# Requirement:
Reproduce each line below with no alterations.

# Data in this exercise:

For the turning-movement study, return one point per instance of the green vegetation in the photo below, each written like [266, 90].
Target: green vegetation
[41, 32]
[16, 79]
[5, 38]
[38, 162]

# Output for this exercise:
For the turning-movement study, return one point per instance of the green vegetation in the photo below, each written like [266, 90].
Target: green vegetation
[41, 32]
[16, 79]
[5, 38]
[38, 162]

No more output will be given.